**REQUIREMENTS:** Render the lines of the rows as a numbered list, beginning at the first line and stopping after the line that contains "[(211, 211)]". Omit blank lines and leave the pictures out.

--- LISTED ENTRIES ---

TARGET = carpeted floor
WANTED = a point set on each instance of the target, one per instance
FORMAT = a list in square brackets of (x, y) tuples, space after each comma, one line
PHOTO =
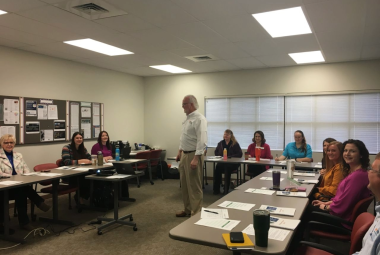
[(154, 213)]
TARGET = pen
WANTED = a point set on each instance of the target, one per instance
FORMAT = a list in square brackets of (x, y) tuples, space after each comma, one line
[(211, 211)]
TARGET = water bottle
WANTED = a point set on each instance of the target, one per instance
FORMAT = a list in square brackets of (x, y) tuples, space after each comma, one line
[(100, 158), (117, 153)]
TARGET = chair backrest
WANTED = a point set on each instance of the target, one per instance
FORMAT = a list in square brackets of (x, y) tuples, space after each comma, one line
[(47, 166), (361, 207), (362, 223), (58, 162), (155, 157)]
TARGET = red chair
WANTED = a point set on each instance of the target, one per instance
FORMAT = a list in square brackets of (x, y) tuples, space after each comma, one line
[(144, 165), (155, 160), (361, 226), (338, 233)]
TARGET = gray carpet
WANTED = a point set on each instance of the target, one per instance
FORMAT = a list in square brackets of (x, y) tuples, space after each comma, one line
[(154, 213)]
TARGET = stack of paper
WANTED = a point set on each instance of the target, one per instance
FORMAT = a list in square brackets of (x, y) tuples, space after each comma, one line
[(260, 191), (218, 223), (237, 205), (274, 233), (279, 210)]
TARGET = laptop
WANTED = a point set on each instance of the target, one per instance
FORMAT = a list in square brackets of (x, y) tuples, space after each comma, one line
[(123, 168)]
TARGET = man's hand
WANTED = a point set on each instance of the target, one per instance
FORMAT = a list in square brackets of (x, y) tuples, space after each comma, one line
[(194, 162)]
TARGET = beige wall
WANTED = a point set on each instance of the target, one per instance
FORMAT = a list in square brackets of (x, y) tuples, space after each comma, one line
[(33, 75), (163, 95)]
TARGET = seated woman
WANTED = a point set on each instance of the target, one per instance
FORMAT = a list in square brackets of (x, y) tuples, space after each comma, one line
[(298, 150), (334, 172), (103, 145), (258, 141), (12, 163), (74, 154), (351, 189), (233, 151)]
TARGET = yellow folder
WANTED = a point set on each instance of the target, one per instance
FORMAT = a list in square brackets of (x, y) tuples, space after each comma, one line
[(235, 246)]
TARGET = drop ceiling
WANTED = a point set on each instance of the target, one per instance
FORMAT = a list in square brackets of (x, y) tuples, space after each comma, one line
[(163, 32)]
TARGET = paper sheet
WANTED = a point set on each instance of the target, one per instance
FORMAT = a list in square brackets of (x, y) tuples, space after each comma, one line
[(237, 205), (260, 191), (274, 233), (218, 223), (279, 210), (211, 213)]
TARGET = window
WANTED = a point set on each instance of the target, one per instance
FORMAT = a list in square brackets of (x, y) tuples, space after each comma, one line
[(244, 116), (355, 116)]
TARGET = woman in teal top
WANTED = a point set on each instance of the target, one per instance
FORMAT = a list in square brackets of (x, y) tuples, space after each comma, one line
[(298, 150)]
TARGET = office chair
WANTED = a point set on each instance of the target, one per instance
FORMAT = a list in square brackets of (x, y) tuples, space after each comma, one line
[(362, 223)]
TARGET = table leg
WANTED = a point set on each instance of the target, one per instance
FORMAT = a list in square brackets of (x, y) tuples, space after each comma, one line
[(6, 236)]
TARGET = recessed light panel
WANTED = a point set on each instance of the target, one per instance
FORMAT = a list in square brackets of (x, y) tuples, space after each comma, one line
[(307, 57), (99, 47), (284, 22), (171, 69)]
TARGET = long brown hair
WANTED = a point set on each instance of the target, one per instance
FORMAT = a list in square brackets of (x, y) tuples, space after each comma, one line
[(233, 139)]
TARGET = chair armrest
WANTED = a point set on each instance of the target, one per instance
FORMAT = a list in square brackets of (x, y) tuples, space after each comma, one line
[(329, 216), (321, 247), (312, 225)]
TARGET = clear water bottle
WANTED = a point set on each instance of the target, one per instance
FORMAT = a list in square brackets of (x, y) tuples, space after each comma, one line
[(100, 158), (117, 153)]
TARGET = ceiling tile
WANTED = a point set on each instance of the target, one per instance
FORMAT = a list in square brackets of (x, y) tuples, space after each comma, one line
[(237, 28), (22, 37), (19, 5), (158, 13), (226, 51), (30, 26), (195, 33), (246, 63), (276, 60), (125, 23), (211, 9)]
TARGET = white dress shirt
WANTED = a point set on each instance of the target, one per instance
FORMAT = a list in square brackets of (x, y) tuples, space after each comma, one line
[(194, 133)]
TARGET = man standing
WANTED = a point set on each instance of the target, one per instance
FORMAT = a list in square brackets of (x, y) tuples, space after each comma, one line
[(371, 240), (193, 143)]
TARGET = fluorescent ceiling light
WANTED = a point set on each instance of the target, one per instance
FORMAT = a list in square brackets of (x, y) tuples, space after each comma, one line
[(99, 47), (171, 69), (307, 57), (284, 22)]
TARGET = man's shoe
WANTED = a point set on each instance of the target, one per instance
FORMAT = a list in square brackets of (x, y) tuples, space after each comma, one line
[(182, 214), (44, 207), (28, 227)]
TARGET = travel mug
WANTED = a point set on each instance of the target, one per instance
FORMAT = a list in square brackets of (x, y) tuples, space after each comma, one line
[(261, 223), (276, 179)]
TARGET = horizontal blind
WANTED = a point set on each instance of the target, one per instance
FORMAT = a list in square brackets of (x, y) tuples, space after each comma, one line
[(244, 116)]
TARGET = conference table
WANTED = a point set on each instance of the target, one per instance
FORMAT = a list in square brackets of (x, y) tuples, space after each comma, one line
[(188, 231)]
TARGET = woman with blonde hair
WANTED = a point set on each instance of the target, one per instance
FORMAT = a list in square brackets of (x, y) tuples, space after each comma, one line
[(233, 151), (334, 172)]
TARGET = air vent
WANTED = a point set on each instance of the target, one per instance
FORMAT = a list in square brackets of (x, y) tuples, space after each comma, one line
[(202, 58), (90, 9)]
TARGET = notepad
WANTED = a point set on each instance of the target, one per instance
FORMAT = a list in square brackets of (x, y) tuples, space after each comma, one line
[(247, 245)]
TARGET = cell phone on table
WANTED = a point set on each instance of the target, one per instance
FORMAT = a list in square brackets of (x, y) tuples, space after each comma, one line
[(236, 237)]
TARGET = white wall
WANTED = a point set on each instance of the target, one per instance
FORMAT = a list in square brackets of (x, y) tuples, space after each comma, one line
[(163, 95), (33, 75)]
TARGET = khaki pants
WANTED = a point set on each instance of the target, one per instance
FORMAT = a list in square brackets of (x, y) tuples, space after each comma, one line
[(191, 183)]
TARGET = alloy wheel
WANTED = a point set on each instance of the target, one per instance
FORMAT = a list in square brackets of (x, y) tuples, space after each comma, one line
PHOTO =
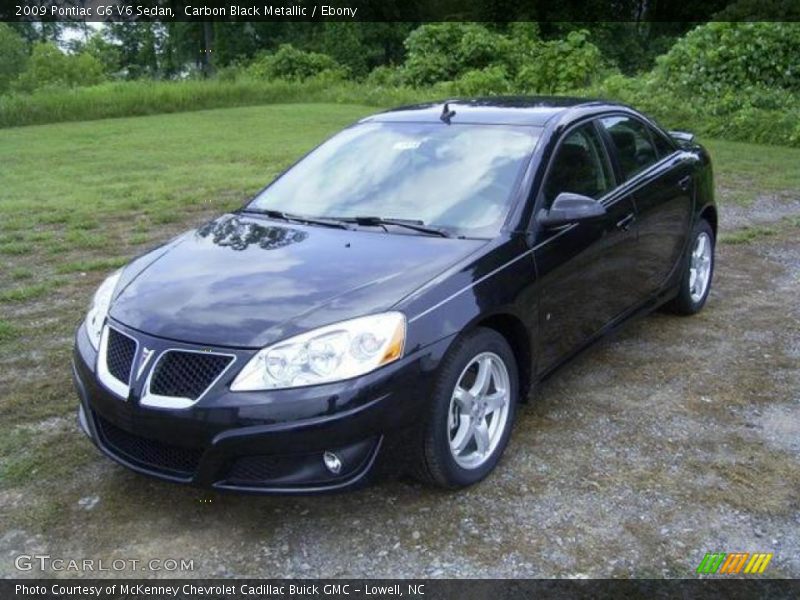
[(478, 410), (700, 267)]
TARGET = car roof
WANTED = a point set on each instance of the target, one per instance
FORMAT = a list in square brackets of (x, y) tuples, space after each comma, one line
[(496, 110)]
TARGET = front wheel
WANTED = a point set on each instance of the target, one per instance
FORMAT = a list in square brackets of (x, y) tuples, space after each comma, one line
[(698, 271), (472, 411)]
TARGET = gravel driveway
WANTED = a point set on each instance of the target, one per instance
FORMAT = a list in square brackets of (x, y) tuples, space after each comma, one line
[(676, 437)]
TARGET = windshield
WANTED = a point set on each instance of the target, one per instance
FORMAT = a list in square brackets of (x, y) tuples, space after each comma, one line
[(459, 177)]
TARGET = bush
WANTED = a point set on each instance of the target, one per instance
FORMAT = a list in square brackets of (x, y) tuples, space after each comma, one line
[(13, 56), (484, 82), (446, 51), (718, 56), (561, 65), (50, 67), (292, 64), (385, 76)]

---

**SOLUTION FOR THIS PROBLEM:**
1. TARGET = carpeted floor
2. WANTED = a point set on each instance of the target, one per instance
3. FORMAT = a list in square brackets of (x, y) tuples, space after each comma, one line
4. PHOTO =
5. [(154, 213)]
6. TARGET = pen
7. WANTED = a point set on each instance of the target, one per instance
8. FORMAT = a list in square brackets of (x, y) tuples, space after each comma, one line
9. [(211, 211)]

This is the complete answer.